Work instructions: Filter these entries, keeping only lines that hold the word "fence".
Exercise data section start
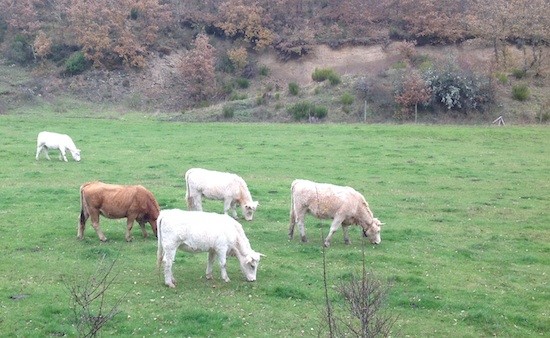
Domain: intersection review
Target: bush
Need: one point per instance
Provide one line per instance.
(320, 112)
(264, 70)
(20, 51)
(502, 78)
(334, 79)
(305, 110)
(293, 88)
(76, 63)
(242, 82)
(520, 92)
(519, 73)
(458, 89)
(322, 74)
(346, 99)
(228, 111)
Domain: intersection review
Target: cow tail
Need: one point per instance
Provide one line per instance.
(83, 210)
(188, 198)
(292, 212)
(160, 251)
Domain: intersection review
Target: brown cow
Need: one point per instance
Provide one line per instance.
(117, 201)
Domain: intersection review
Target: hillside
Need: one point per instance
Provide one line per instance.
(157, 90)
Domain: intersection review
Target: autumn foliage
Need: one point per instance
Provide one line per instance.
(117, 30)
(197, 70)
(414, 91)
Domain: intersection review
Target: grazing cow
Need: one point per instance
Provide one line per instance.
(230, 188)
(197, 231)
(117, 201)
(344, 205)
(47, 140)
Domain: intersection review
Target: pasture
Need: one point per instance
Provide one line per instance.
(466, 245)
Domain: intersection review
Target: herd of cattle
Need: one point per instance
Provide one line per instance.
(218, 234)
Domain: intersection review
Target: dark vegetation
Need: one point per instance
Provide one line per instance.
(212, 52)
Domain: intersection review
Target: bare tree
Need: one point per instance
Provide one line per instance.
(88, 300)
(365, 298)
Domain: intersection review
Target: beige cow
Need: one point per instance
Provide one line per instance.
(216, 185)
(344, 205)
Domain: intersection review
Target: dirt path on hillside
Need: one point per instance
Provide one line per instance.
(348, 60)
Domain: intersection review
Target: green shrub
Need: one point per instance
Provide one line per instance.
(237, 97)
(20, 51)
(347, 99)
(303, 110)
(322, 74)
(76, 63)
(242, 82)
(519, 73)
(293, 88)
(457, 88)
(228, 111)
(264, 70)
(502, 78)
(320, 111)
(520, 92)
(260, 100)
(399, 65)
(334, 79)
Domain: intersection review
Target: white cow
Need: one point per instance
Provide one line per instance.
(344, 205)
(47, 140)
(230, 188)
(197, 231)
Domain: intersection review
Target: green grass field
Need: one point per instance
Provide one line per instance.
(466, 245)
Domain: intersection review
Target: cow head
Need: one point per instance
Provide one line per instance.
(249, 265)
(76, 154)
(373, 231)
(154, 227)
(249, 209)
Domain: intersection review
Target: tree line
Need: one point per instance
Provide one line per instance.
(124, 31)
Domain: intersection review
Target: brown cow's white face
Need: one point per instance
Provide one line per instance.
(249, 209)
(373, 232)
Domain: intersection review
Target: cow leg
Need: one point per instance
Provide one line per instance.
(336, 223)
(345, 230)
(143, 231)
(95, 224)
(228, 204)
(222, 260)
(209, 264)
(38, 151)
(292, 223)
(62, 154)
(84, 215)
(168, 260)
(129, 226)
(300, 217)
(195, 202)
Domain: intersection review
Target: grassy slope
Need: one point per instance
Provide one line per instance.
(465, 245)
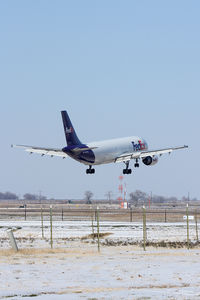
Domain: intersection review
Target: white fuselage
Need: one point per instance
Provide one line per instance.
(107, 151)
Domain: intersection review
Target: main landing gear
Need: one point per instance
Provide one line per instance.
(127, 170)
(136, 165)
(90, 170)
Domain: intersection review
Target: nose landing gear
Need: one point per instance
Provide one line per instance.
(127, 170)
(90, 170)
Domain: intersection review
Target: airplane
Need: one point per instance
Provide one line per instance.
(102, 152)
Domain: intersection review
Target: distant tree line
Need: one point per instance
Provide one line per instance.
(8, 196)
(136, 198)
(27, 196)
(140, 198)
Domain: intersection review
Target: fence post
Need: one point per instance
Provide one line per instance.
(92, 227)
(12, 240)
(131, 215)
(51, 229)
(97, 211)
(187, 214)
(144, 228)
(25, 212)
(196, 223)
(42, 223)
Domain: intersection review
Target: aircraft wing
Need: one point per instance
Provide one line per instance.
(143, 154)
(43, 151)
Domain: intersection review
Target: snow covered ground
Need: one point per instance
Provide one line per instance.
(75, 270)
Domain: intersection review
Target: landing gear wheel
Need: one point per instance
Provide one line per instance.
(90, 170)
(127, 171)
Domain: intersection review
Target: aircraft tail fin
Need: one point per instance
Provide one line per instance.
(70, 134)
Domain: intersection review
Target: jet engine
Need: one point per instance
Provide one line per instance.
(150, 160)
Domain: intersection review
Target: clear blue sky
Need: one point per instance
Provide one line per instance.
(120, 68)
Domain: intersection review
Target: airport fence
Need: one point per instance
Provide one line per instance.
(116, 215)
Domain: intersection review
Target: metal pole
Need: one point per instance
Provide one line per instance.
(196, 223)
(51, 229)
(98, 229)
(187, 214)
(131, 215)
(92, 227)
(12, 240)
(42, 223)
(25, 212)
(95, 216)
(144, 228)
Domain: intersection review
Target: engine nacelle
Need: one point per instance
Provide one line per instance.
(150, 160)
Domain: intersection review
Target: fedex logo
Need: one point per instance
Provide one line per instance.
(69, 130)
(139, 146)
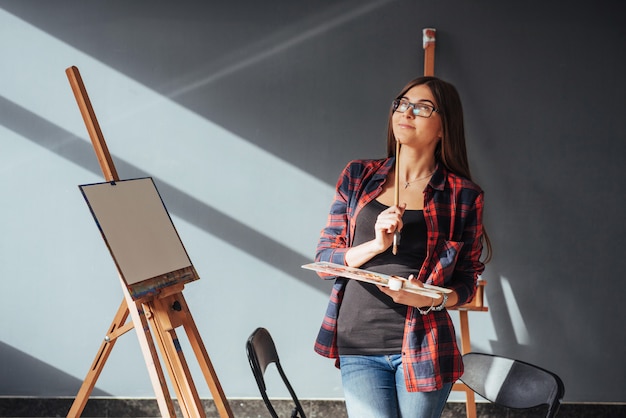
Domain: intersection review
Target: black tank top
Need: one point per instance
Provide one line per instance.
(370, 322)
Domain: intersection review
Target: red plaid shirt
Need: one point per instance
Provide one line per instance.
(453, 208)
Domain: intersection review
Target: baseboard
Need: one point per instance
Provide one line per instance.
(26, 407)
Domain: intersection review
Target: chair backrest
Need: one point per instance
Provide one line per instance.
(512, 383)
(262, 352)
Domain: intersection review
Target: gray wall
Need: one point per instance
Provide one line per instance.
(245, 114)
Exercise data section end
The answer:
Target: fence post
Target: airport fence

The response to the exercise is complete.